Copy out each line below exactly as it appears.

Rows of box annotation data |
====

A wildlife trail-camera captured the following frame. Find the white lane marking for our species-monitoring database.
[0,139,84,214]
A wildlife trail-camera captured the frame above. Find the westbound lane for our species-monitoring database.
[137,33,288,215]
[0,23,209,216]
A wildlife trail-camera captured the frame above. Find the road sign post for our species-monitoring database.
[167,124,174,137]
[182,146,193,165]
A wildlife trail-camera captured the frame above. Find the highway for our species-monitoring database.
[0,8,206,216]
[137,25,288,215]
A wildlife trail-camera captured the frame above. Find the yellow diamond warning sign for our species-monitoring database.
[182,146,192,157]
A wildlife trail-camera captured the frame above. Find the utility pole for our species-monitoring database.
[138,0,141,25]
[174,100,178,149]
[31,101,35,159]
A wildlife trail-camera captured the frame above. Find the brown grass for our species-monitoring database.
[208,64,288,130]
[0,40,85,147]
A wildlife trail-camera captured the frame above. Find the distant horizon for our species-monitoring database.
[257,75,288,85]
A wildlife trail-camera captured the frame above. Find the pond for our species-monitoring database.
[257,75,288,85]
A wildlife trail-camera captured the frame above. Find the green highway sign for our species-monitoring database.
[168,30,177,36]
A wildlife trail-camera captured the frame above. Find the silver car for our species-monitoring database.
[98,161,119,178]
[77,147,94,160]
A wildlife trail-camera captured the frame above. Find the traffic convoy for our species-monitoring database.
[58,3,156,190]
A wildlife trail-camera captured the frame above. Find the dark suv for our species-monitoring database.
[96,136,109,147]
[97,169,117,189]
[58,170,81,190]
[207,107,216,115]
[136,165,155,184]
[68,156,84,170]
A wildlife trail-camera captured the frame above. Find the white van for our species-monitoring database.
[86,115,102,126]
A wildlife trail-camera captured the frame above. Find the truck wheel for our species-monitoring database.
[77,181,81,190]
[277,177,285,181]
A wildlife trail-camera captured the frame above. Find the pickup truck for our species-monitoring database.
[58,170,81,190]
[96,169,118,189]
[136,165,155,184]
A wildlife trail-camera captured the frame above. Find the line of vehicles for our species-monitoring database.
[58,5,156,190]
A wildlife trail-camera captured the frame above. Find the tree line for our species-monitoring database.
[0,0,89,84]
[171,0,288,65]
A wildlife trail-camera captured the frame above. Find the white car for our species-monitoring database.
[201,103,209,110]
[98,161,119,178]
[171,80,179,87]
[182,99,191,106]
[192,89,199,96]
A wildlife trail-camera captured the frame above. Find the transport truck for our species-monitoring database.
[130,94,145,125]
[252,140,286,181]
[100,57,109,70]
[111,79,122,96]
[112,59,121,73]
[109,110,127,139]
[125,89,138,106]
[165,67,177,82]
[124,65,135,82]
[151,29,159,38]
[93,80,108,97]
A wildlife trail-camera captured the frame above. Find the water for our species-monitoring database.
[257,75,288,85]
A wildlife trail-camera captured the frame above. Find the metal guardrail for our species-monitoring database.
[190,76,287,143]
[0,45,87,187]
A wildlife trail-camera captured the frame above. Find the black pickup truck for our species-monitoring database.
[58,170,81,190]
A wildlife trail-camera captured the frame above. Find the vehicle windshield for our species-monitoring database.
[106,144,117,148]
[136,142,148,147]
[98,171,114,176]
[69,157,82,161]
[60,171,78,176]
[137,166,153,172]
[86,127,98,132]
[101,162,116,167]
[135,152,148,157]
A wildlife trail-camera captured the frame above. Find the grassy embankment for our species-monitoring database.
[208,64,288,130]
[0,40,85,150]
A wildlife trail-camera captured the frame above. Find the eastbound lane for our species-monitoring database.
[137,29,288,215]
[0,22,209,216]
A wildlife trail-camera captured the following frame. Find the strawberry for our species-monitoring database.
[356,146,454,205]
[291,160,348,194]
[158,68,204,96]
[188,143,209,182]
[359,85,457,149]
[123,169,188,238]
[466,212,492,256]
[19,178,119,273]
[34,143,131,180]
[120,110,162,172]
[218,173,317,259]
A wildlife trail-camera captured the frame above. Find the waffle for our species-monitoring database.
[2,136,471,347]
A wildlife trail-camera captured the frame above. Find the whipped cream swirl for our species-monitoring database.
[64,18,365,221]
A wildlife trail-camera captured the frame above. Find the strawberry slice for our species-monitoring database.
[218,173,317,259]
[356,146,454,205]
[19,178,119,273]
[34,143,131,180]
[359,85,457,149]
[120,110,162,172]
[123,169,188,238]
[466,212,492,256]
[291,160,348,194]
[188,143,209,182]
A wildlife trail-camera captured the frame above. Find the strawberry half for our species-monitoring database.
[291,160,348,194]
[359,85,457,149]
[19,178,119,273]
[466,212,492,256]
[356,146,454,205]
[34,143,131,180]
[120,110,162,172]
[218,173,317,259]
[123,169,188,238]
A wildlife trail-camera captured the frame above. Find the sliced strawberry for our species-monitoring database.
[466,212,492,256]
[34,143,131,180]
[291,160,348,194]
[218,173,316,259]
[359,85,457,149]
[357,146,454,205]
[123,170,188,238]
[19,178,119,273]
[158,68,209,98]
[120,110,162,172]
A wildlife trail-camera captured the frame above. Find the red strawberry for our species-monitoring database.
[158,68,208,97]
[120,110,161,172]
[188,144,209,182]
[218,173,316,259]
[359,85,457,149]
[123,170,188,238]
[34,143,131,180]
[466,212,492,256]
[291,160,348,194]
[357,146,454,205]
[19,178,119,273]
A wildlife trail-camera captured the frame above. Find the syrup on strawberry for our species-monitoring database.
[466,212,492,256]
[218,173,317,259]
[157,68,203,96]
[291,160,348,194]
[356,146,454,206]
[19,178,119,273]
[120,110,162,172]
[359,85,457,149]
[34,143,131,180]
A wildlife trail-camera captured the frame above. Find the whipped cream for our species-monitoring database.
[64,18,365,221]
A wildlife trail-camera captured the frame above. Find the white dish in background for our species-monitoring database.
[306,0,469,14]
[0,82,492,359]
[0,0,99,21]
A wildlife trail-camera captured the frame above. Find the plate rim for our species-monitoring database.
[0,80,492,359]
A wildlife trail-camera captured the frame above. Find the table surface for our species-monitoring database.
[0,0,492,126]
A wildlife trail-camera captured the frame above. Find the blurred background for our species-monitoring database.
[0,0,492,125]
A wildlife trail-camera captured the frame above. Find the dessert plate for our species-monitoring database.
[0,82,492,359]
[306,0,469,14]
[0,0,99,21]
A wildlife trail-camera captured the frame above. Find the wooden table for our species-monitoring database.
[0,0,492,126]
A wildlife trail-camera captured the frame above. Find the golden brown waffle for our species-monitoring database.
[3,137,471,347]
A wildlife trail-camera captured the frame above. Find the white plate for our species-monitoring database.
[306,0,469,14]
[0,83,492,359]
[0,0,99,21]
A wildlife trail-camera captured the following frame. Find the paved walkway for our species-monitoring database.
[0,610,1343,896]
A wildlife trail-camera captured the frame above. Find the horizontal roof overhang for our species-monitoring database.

====

Result for this task |
A wildlife trail-camera captured the following frame. Find the white lane marking for our species-monitoring database.
[0,139,84,214]
A wildlife trail-camera captured the frame above. Find the westbound lane for our species-monitoring database.
[137,33,288,215]
[0,23,209,216]
A wildlife trail-camera captured the frame above. Find the road sign post for our species-monitoring database.
[167,124,174,137]
[182,146,193,165]
A wildlife trail-camera captured the frame above. Find the highway for our species-monitoring database.
[0,8,206,216]
[137,25,288,215]
A wildlife trail-camera captured the frame above. Find the yellow diamond warning sign for our species-monitoring database.
[182,146,192,157]
A wildlife trail-camera captured the frame above. Find the utility pole for our species-monitoring database.
[138,0,141,25]
[174,100,178,149]
[31,101,35,159]
A wildlife trail-camera captured the frame above. Find the brown grass for our species-monitoring database.
[208,64,288,130]
[0,40,85,147]
A wildlife trail-camera captured the frame above. Find the distant horizon for our species-monitoring database.
[257,75,288,85]
A wildlife trail-camera captured the frame above. Find the pond for our species-monitoring database.
[257,75,288,85]
A wildlife trail-camera captured the frame above. Find the green highway sign for our species-monitoring database.
[168,30,177,36]
A wildlife trail-camera captured the frame above. Find the silver car for our species-monitoring database.
[98,161,119,178]
[77,147,94,160]
A wildlife trail-camera captured the frame above. Find the traffic convoy for our species-monitoring database.
[58,3,156,190]
A wildlife trail-camera captured the frame above. Find the dark suv for our species-monitoring database.
[96,136,109,147]
[97,169,117,189]
[58,170,81,190]
[207,107,216,115]
[136,165,155,184]
[68,156,84,170]
A wildlife trail-camera captured the frame above. Find the white van for our species-monitoring database.
[86,115,102,126]
A wildlife trail-camera captured the frame above. Find the truck wheel for our species-monitoring database.
[77,181,81,190]
[277,177,285,181]
A wildlife trail-camera captured the frame above. Find the pickup truck for our species-monitoring database.
[58,170,81,190]
[96,169,118,189]
[136,165,155,184]
A wildlife trail-camera captured the frame above. Find the line of vehicles for our species-monitoring database.
[58,5,156,190]
A wildlife trail-camera captured the frame above. Find the tree line for our species-monitoring database.
[0,0,89,84]
[171,0,288,65]
A wildlife trail-camera captured the frame above. Find the white car for our species-monitoring database.
[201,103,209,110]
[98,161,119,178]
[171,80,179,87]
[182,99,191,106]
[192,89,199,96]
A wildlife trail-camera captured the frame above. Find the transport truck for our species-monitoring database.
[130,94,145,125]
[252,140,286,181]
[100,57,109,70]
[111,79,122,96]
[112,59,121,73]
[109,110,127,139]
[125,89,138,106]
[165,67,177,82]
[124,65,135,82]
[151,29,159,38]
[93,80,108,97]
A wildlife trail-camera captured the frame above. Find the water for our species-monitoring database.
[257,75,288,85]
A wildlife trail-camera captured the frame above. Find the metal guardrail for our species-monitoring database.
[190,76,287,143]
[0,45,87,187]
A wildlife trail-camera captured the frame above. Find the black pickup truck for our species-monitoring database.
[58,170,81,190]
A wildlife trail-camera captured the frame above. Find the vehicle windshield for our species-monitoring database.
[106,144,117,148]
[136,142,148,147]
[98,171,114,176]
[69,157,82,161]
[60,171,78,176]
[137,166,153,172]
[86,127,98,132]
[101,162,116,167]
[135,152,148,157]
A wildlife trail-camera captured the frame above. Find the grassy embankment for our species-monitoring database.
[208,64,288,130]
[0,40,85,150]
A wildlife trail-camera captured the frame above. Find the eastbound lane for our species-monitoring database.
[137,29,288,215]
[0,22,209,216]
A wildlife trail-camera captured the following frame. Find the strawberry for our species-monitoring database.
[356,146,454,205]
[291,160,348,194]
[158,68,204,96]
[188,143,209,182]
[359,85,457,149]
[123,169,188,238]
[466,212,492,256]
[19,178,119,273]
[34,143,131,180]
[120,110,162,172]
[218,173,317,259]
A wildlife trail-camera captured the frame above. Find the waffle for our species-monitoring database.
[2,136,471,347]
A wildlife trail-camera captured the frame above. Find the whipped cream swirl for our species-monitoring database.
[64,18,365,221]
A wildlife trail-camera captured the frame above. Find the strawberry slice for our species-monitoring database.
[218,173,317,259]
[356,146,454,205]
[19,178,119,273]
[34,143,131,180]
[359,85,457,149]
[120,110,162,172]
[123,169,188,238]
[466,212,492,256]
[291,160,348,194]
[188,143,209,182]
A wildlife trail-camera captured the frame above. Find the strawberry half for our species-monitoring database.
[291,160,348,194]
[359,85,457,149]
[19,178,119,273]
[466,212,492,256]
[356,146,454,205]
[34,143,131,180]
[120,110,162,172]
[218,173,317,259]
[123,169,188,238]
A wildlife trail-camera captured the frame above. Find the sliced strawberry for our species-monitoring database.
[466,212,492,256]
[34,143,131,180]
[291,160,348,194]
[218,173,316,259]
[359,85,457,149]
[357,146,454,205]
[123,170,188,238]
[19,178,119,273]
[158,68,209,98]
[120,110,162,172]
A wildlife trail-camera captured the frame above. Find the red strawberry for our species-monitoring database.
[158,68,208,97]
[120,110,161,172]
[188,144,209,182]
[218,173,316,259]
[359,85,457,149]
[123,170,188,238]
[34,143,131,180]
[466,212,492,256]
[291,160,348,194]
[357,146,454,205]
[19,178,119,273]
A wildlife trail-camera captured the frame above. Find the syrup on strawberry for our species-monitoring database.
[466,212,492,256]
[218,173,317,259]
[157,68,203,96]
[291,160,348,194]
[356,146,454,206]
[19,178,119,273]
[120,110,162,172]
[359,85,457,149]
[34,143,131,180]
A wildlife trail-camera captured the frame above. Find the whipped cream for our species-monitoring database.
[64,18,365,221]
A wildlife trail-camera captured the frame above. Find the white dish in background for our species-monitoring database.
[306,0,469,14]
[0,82,492,359]
[0,0,99,21]
A wildlife trail-camera captured the frame above. Find the plate rim for our species-monitoring database.
[0,80,492,359]
A wildlife trail-camera captured the frame above. Find the table surface for our species-monitoring database.
[0,0,492,126]
A wildlife trail-camera captured the frame above. Find the blurred background for our species-monitoring database.
[0,0,492,125]
A wildlife trail-camera captured the frame above. Find the dessert plate for our species-monitoring database.
[0,82,492,359]
[306,0,469,14]
[0,0,99,21]
A wildlife trail-camera captured the frame above. Find the wooden table for our species-monitoring database.
[0,0,492,126]
A wildlife trail-camera captured the frame above. Find the golden brown waffle for our species-monitoring database.
[3,137,471,347]
A wildlife trail-camera captured the frame above. Find the white plate for our species-monitoring database.
[306,0,469,14]
[0,83,492,359]
[0,0,99,21]
A wildlife trail-camera captured the following frame. Find the paved walkway for our species-monitoring database.
[0,610,1343,896]
A wildlife trail-camera captured the frame above. Find the horizontal roof overhang for our species-monitoring database.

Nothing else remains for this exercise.